- **Problem statement**
Turn every line of the data below into a numbered list, skipping blank lines. Leave the pictures out of your answer.

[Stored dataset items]

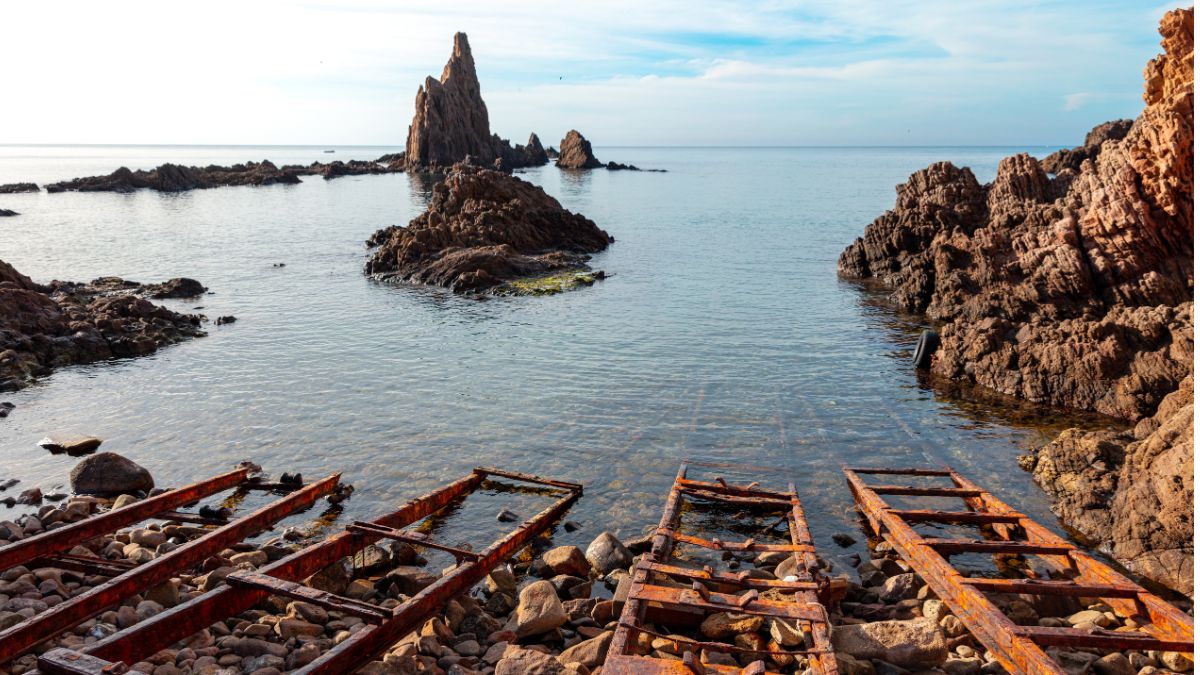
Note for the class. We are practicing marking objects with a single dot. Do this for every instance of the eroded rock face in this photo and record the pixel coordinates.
(1073, 159)
(1133, 489)
(1072, 291)
(575, 153)
(451, 121)
(484, 227)
(46, 327)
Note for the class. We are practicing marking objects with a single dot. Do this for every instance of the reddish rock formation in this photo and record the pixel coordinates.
(1074, 291)
(1073, 159)
(481, 228)
(575, 153)
(175, 178)
(47, 327)
(451, 123)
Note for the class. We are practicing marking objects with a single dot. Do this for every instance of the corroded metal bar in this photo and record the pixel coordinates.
(364, 610)
(79, 608)
(979, 615)
(1043, 587)
(1019, 647)
(1164, 620)
(366, 644)
(923, 491)
(186, 619)
(955, 517)
(65, 538)
(803, 605)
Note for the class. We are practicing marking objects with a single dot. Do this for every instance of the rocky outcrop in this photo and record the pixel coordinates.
(1072, 291)
(1132, 490)
(12, 187)
(1072, 159)
(451, 124)
(484, 227)
(64, 323)
(175, 178)
(575, 153)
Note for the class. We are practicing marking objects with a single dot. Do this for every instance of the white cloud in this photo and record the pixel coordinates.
(279, 71)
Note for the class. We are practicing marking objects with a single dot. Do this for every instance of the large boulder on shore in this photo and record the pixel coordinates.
(484, 227)
(915, 644)
(109, 473)
(575, 153)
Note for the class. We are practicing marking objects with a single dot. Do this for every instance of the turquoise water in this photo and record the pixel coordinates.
(721, 334)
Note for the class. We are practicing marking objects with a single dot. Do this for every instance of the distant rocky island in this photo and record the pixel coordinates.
(485, 230)
(43, 327)
(1073, 291)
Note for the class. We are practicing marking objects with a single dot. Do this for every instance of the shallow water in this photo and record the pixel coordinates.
(723, 334)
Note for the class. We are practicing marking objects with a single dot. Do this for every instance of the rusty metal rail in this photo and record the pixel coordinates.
(126, 578)
(796, 599)
(1018, 647)
(384, 627)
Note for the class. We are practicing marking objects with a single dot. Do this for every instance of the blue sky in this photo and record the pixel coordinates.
(901, 72)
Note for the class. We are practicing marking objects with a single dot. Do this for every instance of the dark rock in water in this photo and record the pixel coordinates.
(179, 287)
(175, 178)
(13, 187)
(109, 473)
(485, 227)
(1073, 159)
(64, 323)
(575, 153)
(1075, 291)
(75, 447)
(451, 123)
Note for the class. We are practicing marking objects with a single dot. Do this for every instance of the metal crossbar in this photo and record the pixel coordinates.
(283, 577)
(1018, 647)
(126, 583)
(796, 599)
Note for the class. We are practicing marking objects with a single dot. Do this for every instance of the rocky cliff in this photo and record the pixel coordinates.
(64, 323)
(481, 228)
(451, 121)
(1072, 291)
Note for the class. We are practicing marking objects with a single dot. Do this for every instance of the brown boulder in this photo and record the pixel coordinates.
(575, 153)
(484, 227)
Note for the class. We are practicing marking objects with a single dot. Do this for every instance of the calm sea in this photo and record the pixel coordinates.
(721, 334)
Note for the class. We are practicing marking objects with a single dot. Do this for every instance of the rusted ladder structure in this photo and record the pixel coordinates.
(126, 578)
(795, 598)
(384, 627)
(1018, 647)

- **Response to this exercise**
1. Note for the class. We are practicing marking objects with a single dot. Do this for every instance of the eroded rock face in this photo and record the pixel coordinates.
2. (1073, 159)
3. (1133, 489)
4. (1072, 291)
5. (575, 153)
6. (451, 121)
7. (484, 227)
8. (46, 327)
9. Note for the class. We are practicing marking objects with a single dot. Do this for every instance of the reddish rock formation in this photo and record the pixel coordinates.
10. (1074, 291)
11. (1073, 159)
12. (481, 228)
13. (575, 153)
14. (175, 178)
15. (47, 327)
16. (451, 123)
17. Note for the class. We are practicing marking objects with a single dot. Do this for every instance of the corroded metal bar in this photo and record the pixel coordinates.
18. (364, 610)
19. (79, 608)
20. (979, 615)
21. (1043, 587)
22. (1019, 647)
23. (1164, 620)
24. (366, 644)
25. (923, 491)
26. (186, 619)
27. (955, 517)
28. (65, 538)
29. (803, 605)
30. Note for the class. We are practicing marking objects with a single dot. Do this for every instance of the rocky outcrop in this photo and record the pixel coordinates.
31. (1072, 291)
32. (1132, 490)
33. (12, 187)
34. (1072, 159)
35. (451, 124)
36. (484, 227)
37. (64, 323)
38. (175, 178)
39. (575, 153)
40. Note for the class. We are practicing marking objects with a single dot. Do this for every instance of the white cloud in this photo and record the pixel coordinates.
41. (279, 71)
42. Note for the class. We are practicing marking objects with a single dot. Do this for every instance of the large boulder on shore in this photo and record the pixel coordinates.
43. (484, 227)
44. (915, 644)
45. (109, 473)
46. (575, 153)
47. Note for the class. We are practicing marking objects with a single dot. Do this for every instance of the turquoise water in this photo and record the pixel coordinates.
48. (721, 334)
49. Note for the class. We are practicing marking objects with a single dot. Do this for every instance of the distant rocky island in this photo and record the pixel coordinates.
50. (485, 230)
51. (43, 327)
52. (1073, 291)
53. Note for the class. We are practicing marking objects with a single dot. Do this for every instance of the shallow water in this photo and record the pixel coordinates.
54. (723, 334)
55. Note for the class. We are practicing marking objects with a single dot. Do this for every instance of the rusty metal rail in this photo and record the pixel coordinates.
56. (126, 578)
57. (796, 599)
58. (1018, 647)
59. (384, 627)
60. Note for the class. We are practicing marking objects with a single dot. Do this for every instance of the blue sky in this photo and record the pixel coordinates.
61. (901, 72)
62. Note for the class. We are practicing marking objects with a single dot. Do this for every instance of the dark rock in water in this photo and record the pixel coordinates.
63. (179, 287)
64. (175, 178)
65. (13, 187)
66. (109, 473)
67. (485, 227)
68. (1073, 159)
69. (64, 323)
70. (575, 153)
71. (1075, 291)
72. (75, 447)
73. (451, 123)
74. Note for the class. We are practicing marking objects with a single dot. Do this for every instance of the metal crossbar in this photo and record the pixel coordinates.
75. (283, 577)
76. (1018, 647)
77. (126, 583)
78. (796, 599)
79. Note for the class. We are practicing marking objects with a single dot. Do this for every instance of the rocky cliff in this photo and record the pixel coordinates.
80. (64, 323)
81. (481, 228)
82. (451, 121)
83. (1072, 291)
84. Note for the class. We are practicing marking objects with a single dot. Do this for every instance of the brown boulder in this photo and record the pixel coordinates.
85. (575, 153)
86. (484, 227)
87. Note for the class. We are practicing marking objects with a single dot. Do this for every instance of the calm sea in this photo and record the pixel coordinates.
88. (721, 334)
89. Note for the class. We are practicing marking objects with a single dot. Do this for every instance of the rusted ladder structure in this photo and record the pixel coordinates.
90. (126, 578)
91. (795, 598)
92. (384, 627)
93. (1018, 647)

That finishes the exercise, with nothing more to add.